* [YOUR INSTRUCTIONS]
Extract each line from the material below that contains the word "thumbs". Copy the lines in full and keep them in their original order.
------ RECORDS TO PROCESS ------
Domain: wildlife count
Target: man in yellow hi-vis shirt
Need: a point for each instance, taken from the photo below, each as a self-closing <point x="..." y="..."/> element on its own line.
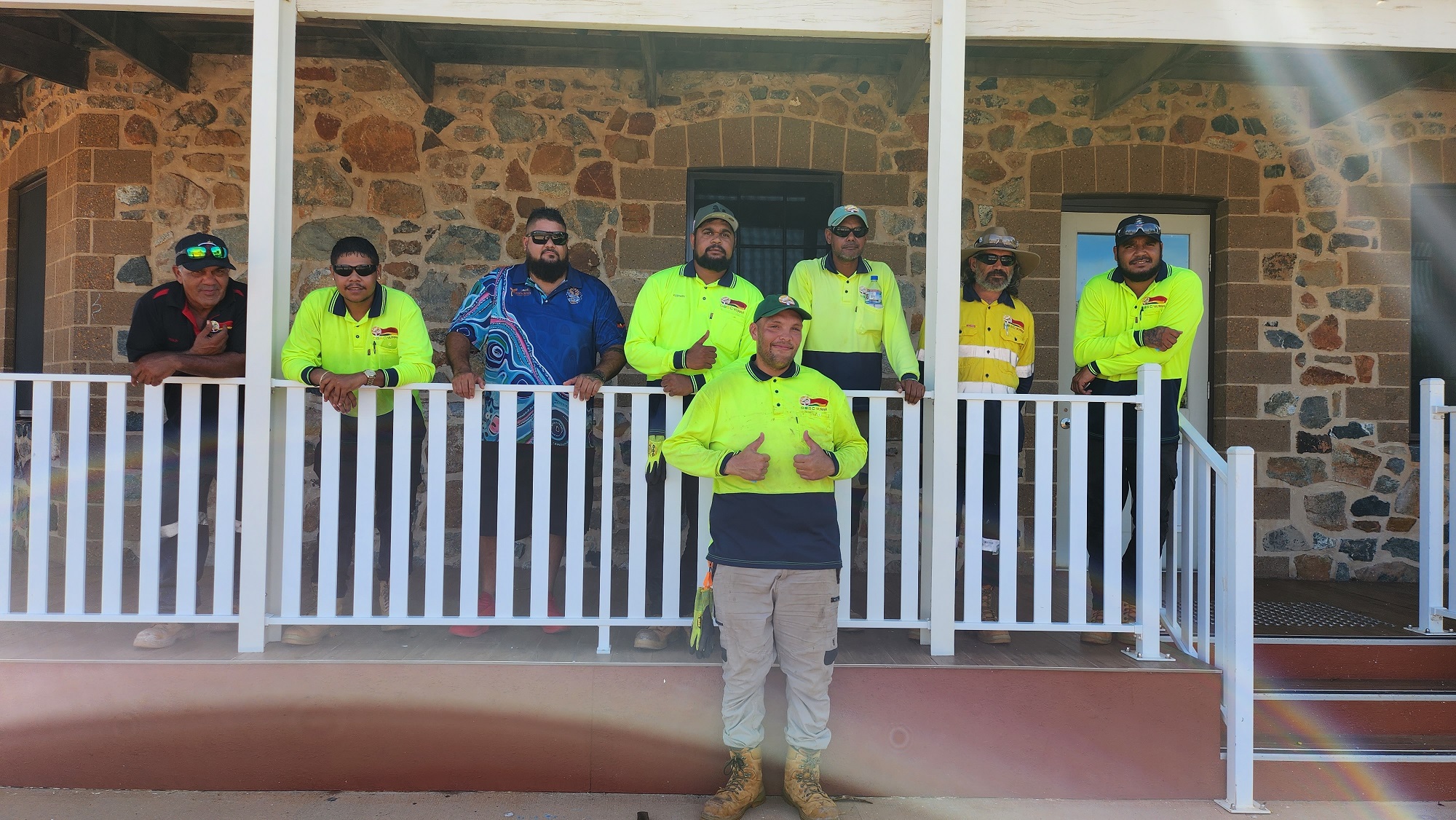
<point x="359" y="334"/>
<point x="689" y="324"/>
<point x="1141" y="312"/>
<point x="857" y="314"/>
<point x="775" y="438"/>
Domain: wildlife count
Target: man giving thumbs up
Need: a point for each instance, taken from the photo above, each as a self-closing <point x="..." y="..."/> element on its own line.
<point x="775" y="438"/>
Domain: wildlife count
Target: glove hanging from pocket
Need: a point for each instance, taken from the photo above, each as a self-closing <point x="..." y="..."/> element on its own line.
<point x="704" y="639"/>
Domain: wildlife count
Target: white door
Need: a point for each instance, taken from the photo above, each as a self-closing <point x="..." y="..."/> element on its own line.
<point x="1087" y="251"/>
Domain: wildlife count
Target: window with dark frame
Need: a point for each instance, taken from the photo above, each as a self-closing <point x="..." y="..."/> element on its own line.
<point x="30" y="288"/>
<point x="781" y="218"/>
<point x="1433" y="292"/>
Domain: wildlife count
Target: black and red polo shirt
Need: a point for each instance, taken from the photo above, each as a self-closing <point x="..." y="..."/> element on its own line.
<point x="162" y="321"/>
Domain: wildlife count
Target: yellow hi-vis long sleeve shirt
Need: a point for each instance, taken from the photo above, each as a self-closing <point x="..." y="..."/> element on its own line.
<point x="783" y="522"/>
<point x="676" y="308"/>
<point x="854" y="318"/>
<point x="391" y="337"/>
<point x="1109" y="339"/>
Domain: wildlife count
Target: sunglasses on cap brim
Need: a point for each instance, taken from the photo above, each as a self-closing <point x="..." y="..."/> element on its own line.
<point x="203" y="253"/>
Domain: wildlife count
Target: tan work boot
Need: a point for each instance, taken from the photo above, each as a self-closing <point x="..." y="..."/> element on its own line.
<point x="989" y="614"/>
<point x="1097" y="639"/>
<point x="802" y="787"/>
<point x="161" y="636"/>
<point x="653" y="639"/>
<point x="745" y="789"/>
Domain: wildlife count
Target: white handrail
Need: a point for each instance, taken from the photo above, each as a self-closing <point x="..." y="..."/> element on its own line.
<point x="1438" y="499"/>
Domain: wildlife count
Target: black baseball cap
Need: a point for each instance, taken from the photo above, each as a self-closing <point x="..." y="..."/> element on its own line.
<point x="778" y="304"/>
<point x="1139" y="225"/>
<point x="197" y="251"/>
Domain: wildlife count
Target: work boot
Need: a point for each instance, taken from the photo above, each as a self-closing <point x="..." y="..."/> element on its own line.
<point x="161" y="636"/>
<point x="384" y="610"/>
<point x="802" y="787"/>
<point x="989" y="614"/>
<point x="745" y="789"/>
<point x="309" y="634"/>
<point x="653" y="639"/>
<point x="1097" y="639"/>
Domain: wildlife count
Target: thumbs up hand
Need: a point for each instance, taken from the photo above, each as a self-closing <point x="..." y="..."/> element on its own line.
<point x="816" y="464"/>
<point x="701" y="356"/>
<point x="751" y="464"/>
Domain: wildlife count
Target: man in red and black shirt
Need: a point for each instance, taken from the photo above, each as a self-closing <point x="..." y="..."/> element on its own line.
<point x="196" y="326"/>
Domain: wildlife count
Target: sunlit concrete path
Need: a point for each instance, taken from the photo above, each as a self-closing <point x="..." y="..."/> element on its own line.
<point x="88" y="805"/>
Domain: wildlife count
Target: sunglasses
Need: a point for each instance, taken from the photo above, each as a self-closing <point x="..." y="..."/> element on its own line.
<point x="997" y="260"/>
<point x="544" y="237"/>
<point x="205" y="251"/>
<point x="355" y="270"/>
<point x="1141" y="229"/>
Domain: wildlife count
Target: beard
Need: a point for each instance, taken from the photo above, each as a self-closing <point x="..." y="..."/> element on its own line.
<point x="547" y="272"/>
<point x="711" y="263"/>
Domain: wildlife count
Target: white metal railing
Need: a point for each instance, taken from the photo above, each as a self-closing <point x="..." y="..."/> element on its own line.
<point x="92" y="591"/>
<point x="1209" y="591"/>
<point x="1147" y="404"/>
<point x="442" y="443"/>
<point x="1438" y="429"/>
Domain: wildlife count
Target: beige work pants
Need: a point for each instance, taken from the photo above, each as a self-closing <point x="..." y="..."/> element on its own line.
<point x="791" y="615"/>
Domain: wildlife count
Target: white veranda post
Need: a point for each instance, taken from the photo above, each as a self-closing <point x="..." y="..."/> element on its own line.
<point x="943" y="305"/>
<point x="270" y="228"/>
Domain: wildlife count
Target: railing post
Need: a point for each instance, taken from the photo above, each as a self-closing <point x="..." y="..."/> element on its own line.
<point x="1235" y="652"/>
<point x="1431" y="621"/>
<point x="270" y="219"/>
<point x="944" y="224"/>
<point x="1150" y="515"/>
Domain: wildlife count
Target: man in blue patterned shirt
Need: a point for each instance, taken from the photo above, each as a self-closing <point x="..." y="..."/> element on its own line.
<point x="541" y="323"/>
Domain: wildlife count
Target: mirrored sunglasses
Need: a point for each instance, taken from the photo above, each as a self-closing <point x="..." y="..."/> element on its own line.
<point x="205" y="251"/>
<point x="355" y="270"/>
<point x="544" y="237"/>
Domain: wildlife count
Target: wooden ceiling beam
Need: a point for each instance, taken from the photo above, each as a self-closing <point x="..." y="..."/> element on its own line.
<point x="130" y="34"/>
<point x="46" y="59"/>
<point x="1129" y="78"/>
<point x="915" y="71"/>
<point x="404" y="53"/>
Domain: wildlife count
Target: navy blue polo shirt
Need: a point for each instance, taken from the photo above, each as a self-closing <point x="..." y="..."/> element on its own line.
<point x="531" y="337"/>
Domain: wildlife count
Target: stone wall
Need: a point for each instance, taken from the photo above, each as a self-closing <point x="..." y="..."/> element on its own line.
<point x="1311" y="279"/>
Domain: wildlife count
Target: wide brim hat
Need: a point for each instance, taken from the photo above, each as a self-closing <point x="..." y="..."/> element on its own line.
<point x="997" y="238"/>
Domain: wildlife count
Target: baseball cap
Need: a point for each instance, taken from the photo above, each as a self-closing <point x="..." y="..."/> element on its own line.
<point x="778" y="304"/>
<point x="197" y="251"/>
<point x="844" y="213"/>
<point x="716" y="212"/>
<point x="1139" y="225"/>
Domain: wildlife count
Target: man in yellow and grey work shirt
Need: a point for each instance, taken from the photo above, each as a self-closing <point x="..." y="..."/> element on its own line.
<point x="359" y="334"/>
<point x="1141" y="312"/>
<point x="689" y="324"/>
<point x="774" y="438"/>
<point x="998" y="356"/>
<point x="857" y="314"/>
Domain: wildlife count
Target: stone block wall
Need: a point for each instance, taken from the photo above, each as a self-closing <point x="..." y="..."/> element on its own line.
<point x="1311" y="275"/>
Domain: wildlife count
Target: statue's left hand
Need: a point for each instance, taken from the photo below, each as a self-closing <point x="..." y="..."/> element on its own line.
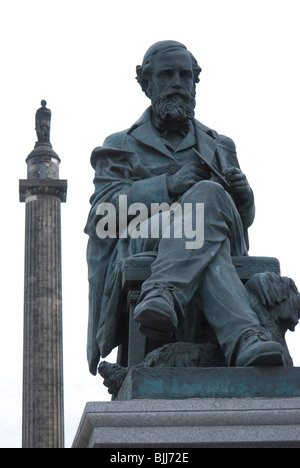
<point x="239" y="186"/>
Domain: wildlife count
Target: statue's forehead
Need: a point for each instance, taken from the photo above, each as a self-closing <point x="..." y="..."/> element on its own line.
<point x="173" y="57"/>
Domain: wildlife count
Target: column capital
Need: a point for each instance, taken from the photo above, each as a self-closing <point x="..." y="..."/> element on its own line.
<point x="51" y="188"/>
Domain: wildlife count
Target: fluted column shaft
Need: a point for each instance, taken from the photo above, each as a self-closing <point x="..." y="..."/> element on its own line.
<point x="43" y="421"/>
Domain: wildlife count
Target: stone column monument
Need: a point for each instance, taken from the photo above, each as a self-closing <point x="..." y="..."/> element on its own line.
<point x="43" y="192"/>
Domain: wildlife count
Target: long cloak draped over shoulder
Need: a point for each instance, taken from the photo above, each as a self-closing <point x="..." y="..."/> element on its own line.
<point x="134" y="163"/>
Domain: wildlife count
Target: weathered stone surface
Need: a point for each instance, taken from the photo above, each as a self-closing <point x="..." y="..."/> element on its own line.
<point x="257" y="422"/>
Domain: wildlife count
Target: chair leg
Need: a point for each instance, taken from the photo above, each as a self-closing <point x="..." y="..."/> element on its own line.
<point x="136" y="340"/>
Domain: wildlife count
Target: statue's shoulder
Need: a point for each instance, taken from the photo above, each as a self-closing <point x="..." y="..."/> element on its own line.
<point x="116" y="140"/>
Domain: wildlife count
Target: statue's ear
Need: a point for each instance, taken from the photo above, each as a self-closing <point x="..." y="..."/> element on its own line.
<point x="141" y="80"/>
<point x="139" y="75"/>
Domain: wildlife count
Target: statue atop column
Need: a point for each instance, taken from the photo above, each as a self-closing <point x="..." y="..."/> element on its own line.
<point x="42" y="123"/>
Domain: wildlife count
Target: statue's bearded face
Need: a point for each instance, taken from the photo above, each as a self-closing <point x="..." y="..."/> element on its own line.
<point x="172" y="87"/>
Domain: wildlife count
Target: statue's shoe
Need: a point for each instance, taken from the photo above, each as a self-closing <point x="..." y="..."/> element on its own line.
<point x="156" y="315"/>
<point x="256" y="349"/>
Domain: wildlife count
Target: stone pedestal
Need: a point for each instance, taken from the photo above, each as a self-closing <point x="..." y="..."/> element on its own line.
<point x="192" y="423"/>
<point x="197" y="407"/>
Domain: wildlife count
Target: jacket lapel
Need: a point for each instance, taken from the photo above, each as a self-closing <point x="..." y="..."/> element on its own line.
<point x="143" y="131"/>
<point x="207" y="145"/>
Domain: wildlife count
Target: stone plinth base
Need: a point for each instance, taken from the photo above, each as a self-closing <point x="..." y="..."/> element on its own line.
<point x="199" y="423"/>
<point x="210" y="382"/>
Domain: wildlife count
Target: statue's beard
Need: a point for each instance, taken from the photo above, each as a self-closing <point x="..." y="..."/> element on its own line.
<point x="173" y="107"/>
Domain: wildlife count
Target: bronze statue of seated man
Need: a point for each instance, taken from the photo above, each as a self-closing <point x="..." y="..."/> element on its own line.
<point x="152" y="163"/>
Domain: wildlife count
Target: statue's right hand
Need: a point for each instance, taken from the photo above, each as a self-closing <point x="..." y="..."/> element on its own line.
<point x="187" y="176"/>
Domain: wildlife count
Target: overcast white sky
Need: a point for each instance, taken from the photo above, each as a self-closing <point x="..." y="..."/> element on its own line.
<point x="80" y="56"/>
------
* [RESULT]
Target: man giving thumbs up
Target: thumbs up hand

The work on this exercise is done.